━━━━━ DATA FOR THE TASK ━━━━━
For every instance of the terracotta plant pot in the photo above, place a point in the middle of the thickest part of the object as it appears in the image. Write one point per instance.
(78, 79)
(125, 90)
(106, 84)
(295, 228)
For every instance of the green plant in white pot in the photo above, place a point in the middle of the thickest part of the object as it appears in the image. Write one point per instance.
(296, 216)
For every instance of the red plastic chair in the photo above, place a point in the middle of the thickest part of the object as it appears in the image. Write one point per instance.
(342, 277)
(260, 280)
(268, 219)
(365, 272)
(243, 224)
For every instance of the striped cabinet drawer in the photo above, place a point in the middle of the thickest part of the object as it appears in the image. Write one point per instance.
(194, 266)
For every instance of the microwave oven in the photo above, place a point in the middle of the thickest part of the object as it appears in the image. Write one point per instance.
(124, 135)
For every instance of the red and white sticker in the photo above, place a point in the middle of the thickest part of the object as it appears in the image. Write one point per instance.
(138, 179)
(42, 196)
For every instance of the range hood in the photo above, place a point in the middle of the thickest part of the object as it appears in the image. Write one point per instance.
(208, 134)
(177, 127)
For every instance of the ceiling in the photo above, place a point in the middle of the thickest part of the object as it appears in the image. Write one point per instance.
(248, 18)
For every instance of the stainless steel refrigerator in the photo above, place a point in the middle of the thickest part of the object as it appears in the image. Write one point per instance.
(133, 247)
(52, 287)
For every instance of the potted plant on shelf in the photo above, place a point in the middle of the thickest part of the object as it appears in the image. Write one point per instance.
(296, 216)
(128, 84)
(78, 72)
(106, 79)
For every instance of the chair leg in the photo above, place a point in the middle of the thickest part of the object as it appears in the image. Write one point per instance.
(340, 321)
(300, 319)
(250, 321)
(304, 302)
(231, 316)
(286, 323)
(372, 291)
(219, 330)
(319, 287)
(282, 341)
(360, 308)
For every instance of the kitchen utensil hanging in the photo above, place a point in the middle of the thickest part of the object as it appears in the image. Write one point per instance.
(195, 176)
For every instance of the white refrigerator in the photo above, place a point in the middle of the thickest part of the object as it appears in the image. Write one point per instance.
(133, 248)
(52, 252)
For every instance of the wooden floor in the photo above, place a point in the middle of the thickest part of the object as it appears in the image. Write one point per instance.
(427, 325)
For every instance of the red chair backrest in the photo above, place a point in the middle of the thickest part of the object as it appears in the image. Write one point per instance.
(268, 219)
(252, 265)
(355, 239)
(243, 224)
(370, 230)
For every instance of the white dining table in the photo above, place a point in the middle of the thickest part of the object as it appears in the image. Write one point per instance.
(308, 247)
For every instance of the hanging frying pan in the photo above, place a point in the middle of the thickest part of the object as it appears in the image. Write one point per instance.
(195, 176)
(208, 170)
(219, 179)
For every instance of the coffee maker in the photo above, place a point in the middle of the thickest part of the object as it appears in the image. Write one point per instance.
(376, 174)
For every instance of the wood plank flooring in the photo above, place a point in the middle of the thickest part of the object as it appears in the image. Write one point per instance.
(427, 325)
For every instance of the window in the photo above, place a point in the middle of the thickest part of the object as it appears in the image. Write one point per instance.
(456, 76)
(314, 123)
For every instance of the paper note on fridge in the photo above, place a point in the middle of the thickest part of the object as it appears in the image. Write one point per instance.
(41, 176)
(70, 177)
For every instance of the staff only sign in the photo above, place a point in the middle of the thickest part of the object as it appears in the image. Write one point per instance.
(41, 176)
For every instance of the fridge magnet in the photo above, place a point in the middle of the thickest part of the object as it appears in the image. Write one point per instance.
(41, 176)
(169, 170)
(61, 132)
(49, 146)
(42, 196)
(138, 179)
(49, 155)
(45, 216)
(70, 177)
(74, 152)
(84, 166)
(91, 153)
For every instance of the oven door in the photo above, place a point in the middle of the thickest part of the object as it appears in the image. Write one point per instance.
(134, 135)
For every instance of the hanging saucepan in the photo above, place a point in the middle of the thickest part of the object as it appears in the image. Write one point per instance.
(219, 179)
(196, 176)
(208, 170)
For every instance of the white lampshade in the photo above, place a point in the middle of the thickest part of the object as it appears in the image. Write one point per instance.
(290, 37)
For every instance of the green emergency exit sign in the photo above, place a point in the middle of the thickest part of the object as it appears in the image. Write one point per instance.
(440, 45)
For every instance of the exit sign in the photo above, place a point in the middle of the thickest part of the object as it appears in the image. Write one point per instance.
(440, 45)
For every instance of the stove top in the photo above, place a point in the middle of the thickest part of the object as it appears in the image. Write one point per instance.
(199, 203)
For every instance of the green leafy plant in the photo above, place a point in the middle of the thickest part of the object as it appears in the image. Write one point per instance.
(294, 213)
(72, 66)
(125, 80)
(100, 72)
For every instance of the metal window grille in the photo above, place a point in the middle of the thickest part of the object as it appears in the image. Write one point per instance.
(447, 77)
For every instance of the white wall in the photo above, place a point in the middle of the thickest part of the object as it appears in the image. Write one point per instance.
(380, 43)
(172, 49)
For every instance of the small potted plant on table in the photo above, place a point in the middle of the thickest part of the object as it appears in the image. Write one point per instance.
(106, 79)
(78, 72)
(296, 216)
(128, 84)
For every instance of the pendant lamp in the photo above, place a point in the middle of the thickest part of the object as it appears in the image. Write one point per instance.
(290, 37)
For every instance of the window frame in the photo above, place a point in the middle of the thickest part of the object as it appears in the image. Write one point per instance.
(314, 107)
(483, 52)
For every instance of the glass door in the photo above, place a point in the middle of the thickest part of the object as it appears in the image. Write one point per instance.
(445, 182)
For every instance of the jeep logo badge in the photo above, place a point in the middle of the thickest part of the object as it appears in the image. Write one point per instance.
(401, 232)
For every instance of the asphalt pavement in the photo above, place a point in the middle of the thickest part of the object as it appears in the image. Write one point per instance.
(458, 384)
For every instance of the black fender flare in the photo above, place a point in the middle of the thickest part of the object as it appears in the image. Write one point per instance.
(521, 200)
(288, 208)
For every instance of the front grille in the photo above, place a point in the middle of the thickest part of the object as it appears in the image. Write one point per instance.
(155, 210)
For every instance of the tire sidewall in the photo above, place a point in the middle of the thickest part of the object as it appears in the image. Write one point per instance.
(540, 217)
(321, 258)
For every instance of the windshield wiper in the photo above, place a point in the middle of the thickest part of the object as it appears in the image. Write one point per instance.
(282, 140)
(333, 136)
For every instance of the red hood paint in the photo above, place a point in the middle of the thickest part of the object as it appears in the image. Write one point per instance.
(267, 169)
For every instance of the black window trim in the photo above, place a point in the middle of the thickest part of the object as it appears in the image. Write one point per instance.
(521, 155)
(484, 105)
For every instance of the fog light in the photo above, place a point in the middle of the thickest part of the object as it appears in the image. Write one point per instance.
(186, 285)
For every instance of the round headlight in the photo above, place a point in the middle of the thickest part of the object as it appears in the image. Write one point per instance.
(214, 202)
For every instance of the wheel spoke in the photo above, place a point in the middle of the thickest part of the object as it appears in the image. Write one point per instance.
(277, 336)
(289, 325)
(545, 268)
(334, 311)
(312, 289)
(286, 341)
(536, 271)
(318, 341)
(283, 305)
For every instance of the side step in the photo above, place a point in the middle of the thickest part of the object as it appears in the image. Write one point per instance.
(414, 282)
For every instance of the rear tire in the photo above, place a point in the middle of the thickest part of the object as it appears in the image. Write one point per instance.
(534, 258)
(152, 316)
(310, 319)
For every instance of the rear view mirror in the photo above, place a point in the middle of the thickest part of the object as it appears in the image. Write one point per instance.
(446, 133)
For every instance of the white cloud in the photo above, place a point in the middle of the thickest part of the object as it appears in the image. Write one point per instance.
━━━━━
_TASK REQUIREMENTS_. Type out all of the material again, word for word.

_TASK ANSWER_.
For every instance of the terracotta plant pot in the photo above, place a point in the middle of the thickest part of the object as it appears in the image. Write one point per instance.
(78, 79)
(125, 90)
(106, 84)
(295, 228)
For every instance of the green plant in white pot in the photo above, place a point in the middle of the thickest part of the object as it appears in the image. Write one point per instance.
(296, 216)
For every instance of the red plastic chair in the photo above, place a point in the middle of the thickest part of the object as it appears in the image. Write one point per instance.
(342, 277)
(260, 280)
(268, 219)
(365, 272)
(243, 224)
For every instance of the striped cabinet drawer in the photo above, place a point in the middle of the thickest part of the object as it appears in the image. Write one point per instance.
(194, 266)
For every instance of the microwave oven in the photo above, place a point in the middle of the thickest part of the object as it appears in the image. Write one point per instance.
(124, 135)
For every instance of the red and white sticker in the photo above, place a point in the middle of the thickest part of the object as it appears in the image. Write one point per instance.
(138, 179)
(42, 196)
For every instance of the range hood in the photo above, place a point in the middle of the thickest part of the object as it appears in the image. Write one point per instance.
(208, 134)
(177, 127)
For every instance of the ceiling in the photo above, place a point in the middle of the thickest part of the object as it appears in the image. Write one point per instance.
(248, 18)
For every instance of the stainless steel refrigerator in the photo above, place a point in the middle of the thickest part of the object as it appears in the image. Write one point per instance.
(133, 247)
(52, 287)
For every instance of the potted plant on shelf in the photo above, place a point in the middle of the thickest part of the object as it appears in the image. Write one point per instance.
(296, 216)
(128, 84)
(78, 72)
(106, 79)
For every instance of the chair leg in the photo above, place a point in the middle of the thickest part of the object as it appears in the image. Write one point per instance.
(340, 321)
(300, 319)
(250, 321)
(304, 302)
(231, 316)
(286, 323)
(372, 291)
(219, 330)
(319, 287)
(282, 341)
(360, 308)
For every instance of the kitchen utensil hanging in the photo above, place a point in the middle of the thickest part of the object as it appears in the image. Write one point per instance.
(195, 176)
For every instance of the white refrigerator in the photo above, place a point in the middle of the thickest part of the object as it appears in the image. Write one point per instance.
(133, 248)
(52, 252)
For every instance of the wooden floor in the photo above, place a point in the middle of the thickest part of the object as it appears in the image. Write one point per instance.
(427, 325)
For every instance of the red chair backrest in the photo above, place a point in the middle of the thickest part of the object as it appears in the image. Write one point per instance.
(268, 219)
(252, 265)
(355, 239)
(243, 224)
(370, 230)
For every instance of the white dining table in the photo above, place a point in the middle of the thickest part of the object as it appears in the image. Write one point per instance.
(308, 247)
For every instance of the hanging frying pan in the photo above, place a point in the middle of the thickest part of the object as it appears in the image. Write one point per instance.
(195, 176)
(208, 170)
(219, 179)
For every instance of the coffee maker in the photo above, place a point in the middle of the thickest part of the object as it appears in the image. Write one point per instance.
(376, 174)
For every instance of the wood plank flooring in the photo above, place a point in the middle of the thickest part of the object as it appears in the image. Write one point per instance.
(427, 325)
For every instance of the window in the photo above, place a point in the middle of the thickest part of the object as it appears in the image. Write one point per instance.
(456, 76)
(314, 123)
For every instance of the paper note on fridge in the photo above, place a point in the middle of the thickest part of the object as it appears in the image. Write one point per instance.
(41, 176)
(70, 177)
For every instance of the staff only sign in the photo above, place a point in the middle of the thickest part of the object as it appears in the image. Write one point per instance.
(41, 176)
For every instance of the fridge magnet in the photo above, place a point in the middle of the thickest part of the object as it appears in the image. Write one point per instance.
(41, 176)
(169, 170)
(61, 132)
(49, 146)
(42, 196)
(138, 179)
(49, 155)
(45, 216)
(70, 177)
(74, 152)
(84, 166)
(91, 153)
For every instance of the oven door in the photo above, place a point in the middle of the thickest part of the object as it appears in the image. Write one point per instance.
(134, 135)
For every instance of the hanging saucepan in the photo above, place a point in the middle of the thickest part of the object as it appears in the image. Write one point per instance.
(219, 179)
(196, 176)
(208, 170)
For every instance of the white lampshade in the photo above, place a point in the middle of the thickest part of the object as it appears in the image. Write one point per instance.
(290, 37)
For every instance of the green emergency exit sign in the photo above, place a point in the middle of the thickest part of the object as it appears in the image. Write one point per instance.
(440, 45)
For every instance of the exit sign in the photo above, place a point in the middle of the thickest part of the object as it appears in the image. Write one point per instance.
(440, 45)
For every instance of the stove top in the photo above, place a point in the middle of the thickest part of the object as it appears in the image. Write one point per instance.
(199, 203)
For every instance of the green leafy plant in the photo above, place a point in the middle of the thickest part of the object as it appears in the image. Write one point per instance.
(294, 213)
(72, 66)
(125, 80)
(100, 72)
For every instance of the metal window grille in the photo above, place a point in the middle of the thickest part of the object as it appears in the image. Write one point per instance.
(447, 77)
For every instance of the white wall in the photo above, place a point in the middle of the thickest part of the object as it appears in the image. Write one point per instance.
(380, 43)
(172, 49)
For every instance of the small potted plant on table in the photo above, place a point in the middle of the thickest part of the object as it appears in the image. Write one point per instance.
(106, 79)
(78, 72)
(296, 216)
(128, 84)
For every instance of the pendant lamp in the photo above, place a point in the middle of the thickest part of the object as it appears in the image. Write one point per instance.
(290, 37)
For every instance of the window frame in the photo above, place a point in the middle of the thickest part of the object as it appears in the image. Write one point per instance.
(314, 107)
(483, 52)
For every instance of the glass door in the photo above, place a point in the middle of the thickest part of the object as it appears in the image. Write one point per instance.
(445, 182)
For every instance of the jeep logo badge in the photo above, place a point in the middle of the thickest part of the object as it appears in the image. Write one point per instance.
(401, 232)
For every instance of the asphalt pavement in the photo above, place a point in the middle of the thickest part of the object as it appears in the image. Write one point per instance.
(458, 384)
For every instance of the black fender flare in the photo above, place a point in the middle of the thickest part of the object as it appears in the image. Write one point per instance.
(521, 200)
(288, 208)
For every instance of the front grille in the photo above, place a point in the middle of the thickest part of the object as it appears in the image. Write one point per instance.
(155, 210)
For every instance of the tire sidewall in the photo above, place a point in the middle of the thickest part of the object as it appears in the image. Write one point per instance.
(540, 217)
(321, 258)
For every instance of the windshield wiper in the photo above, place a point in the middle of the thickest part of the object as it appears in the image. Write one point per instance.
(282, 140)
(333, 136)
For every instance of the red hood paint in the photo above, place a point in the middle of the thickest part of the object as it appears in the image. Write one point per instance.
(267, 169)
For every instance of the black window trim in the photo above, place a point in the middle of the thickest part of the object as it appears in the image. Write one point per instance.
(521, 155)
(484, 105)
For every instance of the fog light in the photo above, place a point in the middle of the thickest part of the object as it appears in the image. Write one point per instance.
(186, 285)
For every instance of the round headlight in the photo above, place a point in the middle of the thickest part of the object as it appears in the image. Write one point per instance.
(214, 202)
For every instance of the wheel spoke in the photo above, place a point in the middle of the thickest part of the object as it appears in the image. Write one point per instance.
(277, 336)
(289, 325)
(545, 268)
(334, 311)
(312, 289)
(286, 341)
(536, 271)
(318, 341)
(283, 305)
For every instance of the side step in the photo above, place a point in the middle of the thickest part of the object as it appears in the image. Write one point per instance.
(414, 282)
For every instance of the rear tire in the photo above, place a point in the middle of the thickest part of the object as it appears in the image. Write one point per instance.
(534, 258)
(152, 316)
(310, 319)
For every instance of the rear view mirror in the photo above, place a point in the middle of the thickest part of the object as it appears in the image. Write one point per instance.
(446, 133)
For every instance of the white cloud in the photo above, place a point in the middle of the thickest part of the object as it appears in the image. Write one point per instance.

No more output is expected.